— Reading text —
#####

We have recently started using InfluxDB Cloud via Azure, to store data pertaining to ships. Each ship has its own bucket, and within each bucket we have two measurements, with around 25-28 fields for one of those measurements and a handful for the other measurement. We are not using any tags, and we store a single value per field per second.
We have been loading live data into InfluxDB for around the past month, and have been very happy with the query performance which has been more or less instantaneous for the kinds of queries we’ve been running. However, we recently imported a load of historical data for four ships, and trying to query this historical data results in very uneven performance, and we’re not sure why.
Here is a sample query we would typically run:
from(bucket: "bucketname")
|> range(start: 1677196800, stop: 1679702400)
|> filter(fn: (r) => r["_measurement"] == "measurement1")
|> window(every: 1d)

#####

— Items from a labeling collection —
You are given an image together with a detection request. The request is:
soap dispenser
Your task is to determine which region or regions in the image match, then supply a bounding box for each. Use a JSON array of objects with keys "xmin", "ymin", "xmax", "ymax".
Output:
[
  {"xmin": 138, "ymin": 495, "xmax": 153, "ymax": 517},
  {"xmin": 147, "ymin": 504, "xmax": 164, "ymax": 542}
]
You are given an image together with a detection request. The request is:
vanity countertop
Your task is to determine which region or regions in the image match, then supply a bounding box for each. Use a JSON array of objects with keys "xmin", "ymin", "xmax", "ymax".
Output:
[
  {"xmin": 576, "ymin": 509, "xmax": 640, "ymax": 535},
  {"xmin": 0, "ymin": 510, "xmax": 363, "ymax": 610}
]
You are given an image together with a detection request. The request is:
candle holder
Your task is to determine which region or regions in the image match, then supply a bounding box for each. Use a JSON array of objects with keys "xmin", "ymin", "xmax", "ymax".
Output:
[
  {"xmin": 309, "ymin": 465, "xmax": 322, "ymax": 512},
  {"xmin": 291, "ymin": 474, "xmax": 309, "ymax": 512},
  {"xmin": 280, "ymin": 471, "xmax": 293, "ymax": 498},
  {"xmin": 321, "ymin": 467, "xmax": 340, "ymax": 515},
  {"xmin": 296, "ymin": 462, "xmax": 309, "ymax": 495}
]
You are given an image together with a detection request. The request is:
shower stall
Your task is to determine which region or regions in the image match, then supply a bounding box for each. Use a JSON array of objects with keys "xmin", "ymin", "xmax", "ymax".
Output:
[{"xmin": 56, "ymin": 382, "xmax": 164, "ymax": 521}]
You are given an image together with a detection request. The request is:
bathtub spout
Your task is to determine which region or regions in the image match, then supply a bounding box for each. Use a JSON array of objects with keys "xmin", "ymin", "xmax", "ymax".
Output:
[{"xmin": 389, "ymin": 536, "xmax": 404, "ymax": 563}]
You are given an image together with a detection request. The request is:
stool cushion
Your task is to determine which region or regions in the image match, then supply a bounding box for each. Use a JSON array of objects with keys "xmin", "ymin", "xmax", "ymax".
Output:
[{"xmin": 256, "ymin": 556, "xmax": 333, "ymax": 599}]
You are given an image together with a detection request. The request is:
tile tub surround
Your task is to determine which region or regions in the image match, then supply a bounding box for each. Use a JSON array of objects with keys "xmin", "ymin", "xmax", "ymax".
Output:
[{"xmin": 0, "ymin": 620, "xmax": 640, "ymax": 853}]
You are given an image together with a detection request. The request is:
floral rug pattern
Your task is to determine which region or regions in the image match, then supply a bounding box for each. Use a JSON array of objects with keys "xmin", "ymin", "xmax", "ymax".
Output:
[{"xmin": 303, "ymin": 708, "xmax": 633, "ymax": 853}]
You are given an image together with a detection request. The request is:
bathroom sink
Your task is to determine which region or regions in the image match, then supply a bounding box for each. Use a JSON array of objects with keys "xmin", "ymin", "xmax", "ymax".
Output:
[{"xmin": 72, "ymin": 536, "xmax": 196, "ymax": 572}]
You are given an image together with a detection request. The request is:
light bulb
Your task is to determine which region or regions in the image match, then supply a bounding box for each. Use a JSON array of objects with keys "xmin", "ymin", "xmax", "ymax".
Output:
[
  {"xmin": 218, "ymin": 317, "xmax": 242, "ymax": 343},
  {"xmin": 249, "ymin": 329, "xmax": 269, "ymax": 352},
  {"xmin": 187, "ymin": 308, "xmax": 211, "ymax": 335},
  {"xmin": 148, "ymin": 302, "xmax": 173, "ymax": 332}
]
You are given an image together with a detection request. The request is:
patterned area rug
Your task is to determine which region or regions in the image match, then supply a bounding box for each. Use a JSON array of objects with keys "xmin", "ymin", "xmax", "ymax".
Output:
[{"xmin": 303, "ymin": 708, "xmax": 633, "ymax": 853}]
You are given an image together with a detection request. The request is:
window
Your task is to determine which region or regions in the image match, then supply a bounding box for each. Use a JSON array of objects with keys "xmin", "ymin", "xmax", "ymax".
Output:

#####

— Written problem 1 —
Summarize the InfluxDB post in two sentences.
— Written problem 2 —
According to the InfluxDB post, for how many ships was historical data imported?
— Written problem 3 —
Pick up the InfluxDB post after its last line and carry it on.

— Written response 1 —
A team stores ship data in InfluxDB Cloud via Azure, with one bucket per ship, two measurements, no tags and one value per field per second. Queries on a month of live data have been nearly instantaneous, but queries on historical data recently imported for four ships perform very unevenly, and the team is not sure why.

— Written response 2 —
Four ships.

— Written response 3 —
|> mean()
We don’t filter the results by field, as we typically want values returned for all fields. All that changes is the date range we run the query for. In the example above, that’s from 24 Feb 2023 to 25 Mar 2023: this period includes the live data that we initially started recording, and the results are returned instantaneously. However, if we change the date range to 1667260800 - 1669939200 (1 Nov 2022 to 2 Dec 2022) then the query takes much, much longer: well over a minute for that particular example, after which I just cancelled the query.
The performance is sometimes better if we filter by field, like so:
|> filter(fn: (r) => r["_measurement"] == "measurement1" and r["_field"] == "field1")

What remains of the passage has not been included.